EXTRACT –
== == ==

Scope mounts are used to attach telescopic sights or other types of sights to firearms. The scope sight itself is usually made for only one of two main types of mounts, which can be classified as scopes for ring mounts (for example a 30 mm tube) or scopes for rail mounts (like for example the Zeiss rail). Words such as mounts and bases are used somewhat loosely, and can refer to several different parts which are either used together or in place of each other as ways to mount optical sights to firearms. When it comes to the interface of the firearm itself, the Picatinny rail is one of the most widespread standard for new firearms as of 2020. While most scopes are made for being mounted either with a ring mount or a rail mount, some sights have an integral mounting mechanism allowing them to be attached directly to the firearm, like for example an integrated Picatinny mount. In addition, there are many proprietary and brand-specific types of mounts that either can be used with Picatinny rails or as alternatives to Picatinny (see the section on Link between scope and firearm). Scope mounts may be offered by firearm and scope manufacturers, or on the aftermarket.

Scopes for rail mounts

Zeiss rail 
Among scopes for rail mounts, the 22.5 degree V-shaped Zeiss rail is the most prevalent standard. It was introduced in 1990, and after the patent expired in 2008, compatible scopes have been offered from manufacturers such as Blaser, Leica, Minox, Meopta, Nikon, Noblex (formerly Docter), Schmidt & Bender and Steiner. It has therefore, in some sense, become the de facto industry standard for scope mounting rails. The system has so far seen most use on the European high end market.

Swarovski SR rail 
The Swarovski SR rail (patented in 2002, introduced in 2005 The Swarovski SR rail is also used by Kahles, a Swarovski subsidiary.) has a flat rail with many "teeth" as recoil lugs, and is only offered on scopes from Swarovski and its subsidiary Kahles. It separates itself from the Zeiss rail in that it is not neither stepless nor self-centering.

S&B Convex rail 
A former competing standard was the halv-circle shaped Schmidt & Bender Convex rail (also introduced in 2005), but Schmidt & Bender after a few years changed to following the Zeiss rail standard. In contrast to the Zeiss and Swarovski systems, the S&B Convex rail had the possibility to add a cant to the scope when mounting (such that the reticle is not horizontal to the ground).

70 degree prism rail 
There is also an older European system with an upside-down V-shape (70 degrees), but this system has little widespread use today. The advantage of this system was that it at one time was offered by most European scope manufacturers, but the disadvantage was that the rail had to be drilled for a screw each time the eye relief was to be adjusted. All new standards for rail mounts have addressed this issue.

Scopes for ring mounts 

Ring mounts usually consist of a base attached to the firearm and rings (usually two) attached to the sight. The rings are usually made of steel or aluminum. Common diameters on ring mounts are 25.4 mm (1 inch), 26 mm, 30 mm and 34 mm. There are big differences in the strength and ability of sustained precision on different assemblies. With weak cartridges such as .22 LR applied in light-use scenarios, a pair of skinny aluminium rings may work well, while firearms with very powerful recoil often combined with a heavy sight may require steel rings or thicker aluminum rings with recoil lugs to be used.

== == ==

SET OF TASKS –
1. Decide whether each statement below agrees with the scope mounts text, answering yes or no and quoting the deciding words. (a) The Zeiss rail was introduced in 1990. (b) Many manufacturers offer the Swarovski SR rail on their scopes. (c) With the 70 degree prism rail, adjusting the eye relief meant drilling the rail for a screw.
2. What are the common diameters on ring mounts, according to the scope mounts text?

RECORDS SUPPLIED –

== == ==

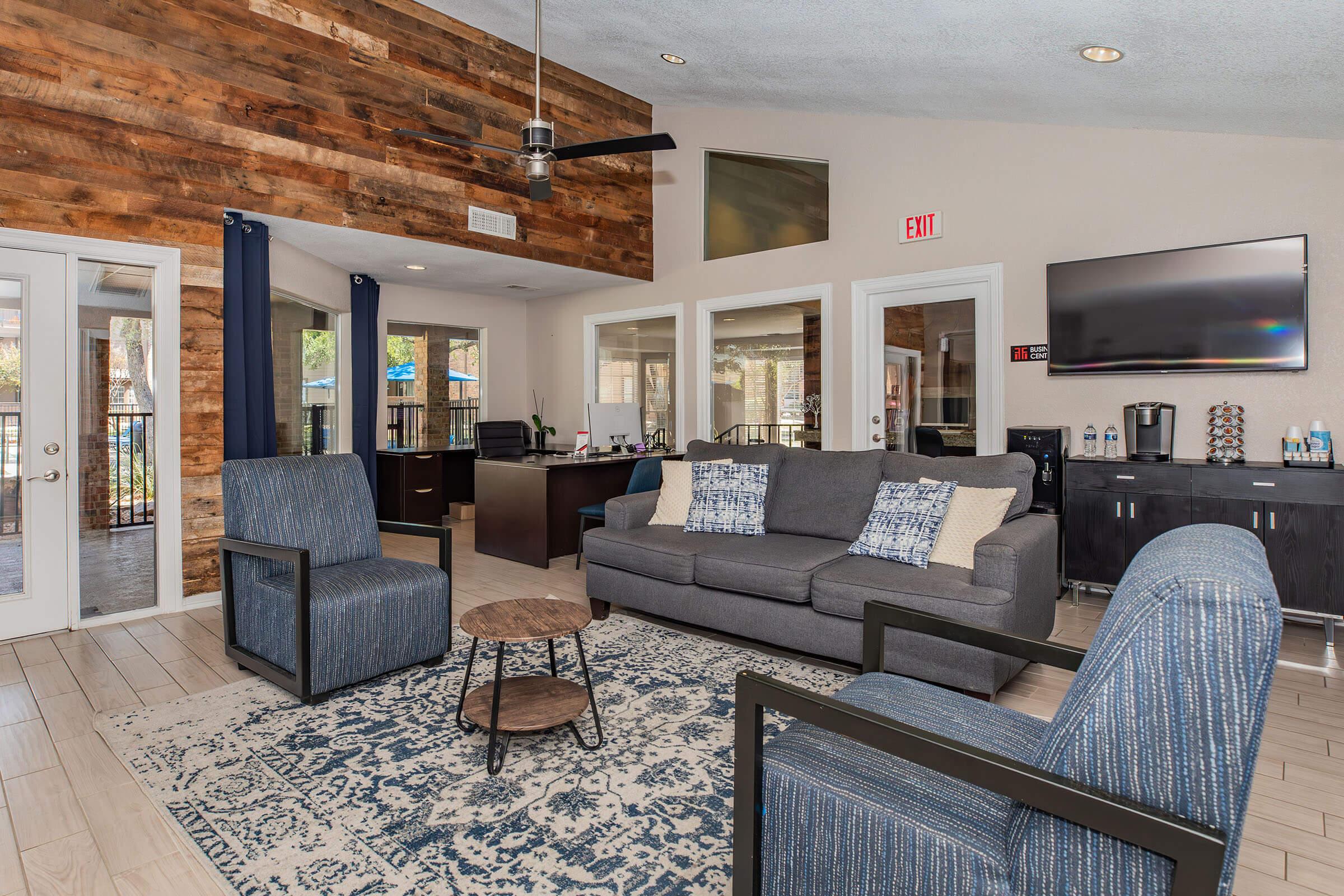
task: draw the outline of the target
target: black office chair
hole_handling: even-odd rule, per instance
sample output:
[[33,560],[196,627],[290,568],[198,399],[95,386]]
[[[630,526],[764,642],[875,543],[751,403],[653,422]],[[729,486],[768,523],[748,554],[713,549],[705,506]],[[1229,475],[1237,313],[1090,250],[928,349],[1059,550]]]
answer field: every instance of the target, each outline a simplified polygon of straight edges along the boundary
[[942,457],[942,433],[931,426],[917,426],[915,454]]
[[532,427],[523,420],[481,420],[476,424],[476,457],[523,457],[532,445]]
[[[656,492],[661,485],[663,458],[645,457],[634,462],[634,469],[630,470],[630,484],[625,486],[625,493]],[[574,555],[575,570],[579,568],[579,562],[583,559],[583,533],[587,532],[589,520],[606,523],[606,501],[579,508],[579,551]]]

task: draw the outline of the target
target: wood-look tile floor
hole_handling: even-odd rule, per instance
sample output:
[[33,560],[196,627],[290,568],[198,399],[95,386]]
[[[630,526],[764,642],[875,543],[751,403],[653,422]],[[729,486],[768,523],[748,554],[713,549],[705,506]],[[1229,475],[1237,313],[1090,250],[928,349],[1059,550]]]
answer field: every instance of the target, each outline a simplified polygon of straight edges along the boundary
[[[515,596],[586,600],[573,556],[538,570],[474,553],[453,525],[453,611]],[[437,544],[384,536],[390,556]],[[1105,602],[1062,600],[1054,638],[1086,646]],[[222,892],[93,731],[95,712],[245,677],[218,607],[0,645],[0,896]],[[1070,673],[1028,666],[997,703],[1048,717]],[[1344,896],[1344,666],[1320,629],[1289,623],[1242,841],[1236,896]]]

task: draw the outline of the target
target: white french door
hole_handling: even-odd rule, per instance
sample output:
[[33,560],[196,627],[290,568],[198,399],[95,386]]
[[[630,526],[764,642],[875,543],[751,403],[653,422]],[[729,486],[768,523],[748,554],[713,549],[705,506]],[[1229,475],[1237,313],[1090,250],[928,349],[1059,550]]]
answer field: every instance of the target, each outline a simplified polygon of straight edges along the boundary
[[0,249],[0,639],[70,622],[66,263]]

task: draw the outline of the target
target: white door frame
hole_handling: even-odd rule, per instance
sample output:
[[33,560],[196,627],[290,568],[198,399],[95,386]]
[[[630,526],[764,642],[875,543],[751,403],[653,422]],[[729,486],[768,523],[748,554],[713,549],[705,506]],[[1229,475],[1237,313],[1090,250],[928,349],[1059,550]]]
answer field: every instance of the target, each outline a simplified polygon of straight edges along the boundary
[[831,403],[831,396],[835,392],[833,377],[831,376],[831,283],[790,286],[788,289],[724,296],[722,298],[702,298],[695,304],[698,438],[707,442],[714,441],[714,312],[805,301],[821,302],[821,449],[831,449],[832,420],[835,419],[835,406]]
[[[583,414],[579,419],[587,424],[587,406],[590,402],[597,400],[597,328],[603,324],[624,324],[625,321],[646,321],[655,317],[673,317],[676,322],[673,324],[676,329],[676,339],[673,343],[673,351],[676,352],[676,364],[672,369],[672,376],[676,380],[672,386],[672,391],[676,396],[676,414],[673,415],[672,426],[676,429],[676,438],[673,447],[685,447],[687,439],[685,434],[685,375],[687,375],[687,356],[685,356],[685,318],[683,316],[684,306],[681,302],[675,305],[649,305],[648,308],[632,308],[624,312],[602,312],[601,314],[585,314],[583,316]],[[641,408],[642,410],[642,408]]]
[[[1004,434],[1004,266],[972,265],[946,270],[857,279],[853,298],[853,410],[851,438],[855,450],[872,447],[882,424],[872,423],[882,407],[884,357],[883,310],[894,305],[922,305],[976,300],[976,454],[1003,454]],[[879,411],[880,414],[880,411]]]
[[[66,564],[69,575],[67,625],[108,625],[121,619],[177,613],[184,607],[218,602],[218,595],[183,596],[181,570],[181,251],[168,246],[120,243],[110,239],[67,236],[0,227],[0,246],[66,255],[66,376],[67,390],[79,383],[78,320],[79,259],[141,265],[155,269],[155,557],[159,604],[87,621],[79,618],[79,489],[78,477],[66,477]],[[66,445],[79,431],[78,394],[66,400]],[[67,451],[67,458],[74,453]],[[70,466],[74,462],[70,461]]]

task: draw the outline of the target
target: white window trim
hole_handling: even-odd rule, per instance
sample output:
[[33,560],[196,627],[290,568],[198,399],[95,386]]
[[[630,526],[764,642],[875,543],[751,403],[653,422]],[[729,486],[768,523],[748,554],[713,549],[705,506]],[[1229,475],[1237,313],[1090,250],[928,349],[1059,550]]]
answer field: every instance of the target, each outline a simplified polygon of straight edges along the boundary
[[[270,287],[271,296],[284,296],[292,302],[298,305],[305,305],[317,312],[325,312],[331,314],[336,321],[336,453],[337,454],[352,454],[355,450],[353,437],[351,435],[351,423],[355,407],[351,403],[351,390],[353,387],[353,380],[351,379],[349,365],[353,361],[349,347],[349,325],[351,313],[343,312],[336,308],[329,308],[321,302],[314,302],[306,296],[300,296],[288,289],[278,289],[276,286]],[[384,352],[386,355],[386,352]],[[302,364],[300,364],[300,371],[302,371]],[[383,373],[386,376],[386,372]]]
[[[378,382],[382,384],[378,390],[378,419],[374,424],[378,427],[378,450],[382,451],[387,447],[387,325],[388,324],[409,324],[411,326],[448,326],[452,329],[473,329],[480,334],[480,379],[477,386],[480,387],[481,396],[477,399],[476,419],[488,420],[488,400],[491,390],[491,376],[489,376],[489,336],[491,328],[477,326],[476,324],[445,324],[445,322],[430,322],[422,320],[406,320],[405,317],[394,317],[383,312],[382,308],[378,310],[378,365],[374,368],[378,373]],[[353,412],[353,411],[352,411]]]
[[831,403],[831,396],[835,394],[835,383],[832,382],[835,377],[831,375],[831,356],[833,353],[831,351],[831,340],[833,337],[831,332],[831,283],[792,286],[789,289],[724,296],[722,298],[702,298],[695,304],[696,435],[699,438],[707,442],[714,441],[714,313],[804,301],[821,302],[821,449],[831,449],[831,437],[835,427],[835,406]]
[[590,402],[597,400],[597,328],[603,324],[624,324],[625,321],[646,321],[655,317],[673,317],[676,318],[673,329],[676,332],[676,339],[673,341],[673,352],[676,353],[676,363],[672,367],[673,377],[676,383],[673,386],[673,394],[676,395],[676,414],[673,415],[673,426],[676,427],[676,447],[685,447],[685,320],[683,317],[684,308],[680,302],[676,305],[650,305],[648,308],[632,308],[622,312],[602,312],[601,314],[585,314],[583,316],[583,414],[579,419],[585,420],[587,418],[587,406]]
[[[919,296],[923,293],[925,296]],[[1004,266],[972,265],[946,270],[898,274],[851,283],[853,300],[853,424],[856,451],[874,447],[882,424],[872,422],[880,407],[880,375],[874,361],[883,355],[884,309],[894,305],[923,305],[965,298],[976,300],[976,454],[1003,454],[1004,430]],[[879,367],[880,369],[880,367]]]
[[[155,269],[152,313],[155,321],[155,559],[159,603],[144,610],[79,618],[79,490],[66,489],[66,564],[69,594],[66,625],[71,629],[101,626],[160,613],[216,603],[219,594],[183,596],[181,571],[181,251],[168,246],[120,243],[109,239],[46,234],[0,227],[0,246],[66,255],[67,320],[77,320],[79,259]],[[66,333],[66,382],[77,388],[79,355],[77,328]],[[66,443],[79,431],[79,403],[66,399]],[[78,482],[77,477],[70,478]]]

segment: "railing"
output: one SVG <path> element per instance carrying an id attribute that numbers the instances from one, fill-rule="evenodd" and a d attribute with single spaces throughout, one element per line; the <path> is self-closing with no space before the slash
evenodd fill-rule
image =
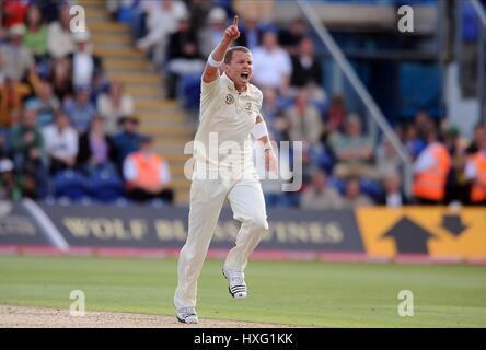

== == ==

SOLUTIONS TO THE TASKS –
1.
(a) Yes: "It was introduced in 1990"
(b) No: "is only offered on scopes from Swarovski and its subsidiary Kahles"
(c) Yes: "the rail had to be drilled for a screw each time the eye relief was to be adjusted"

2. 25.4 mm (1 inch), 26 mm, 30 mm and 34 mm.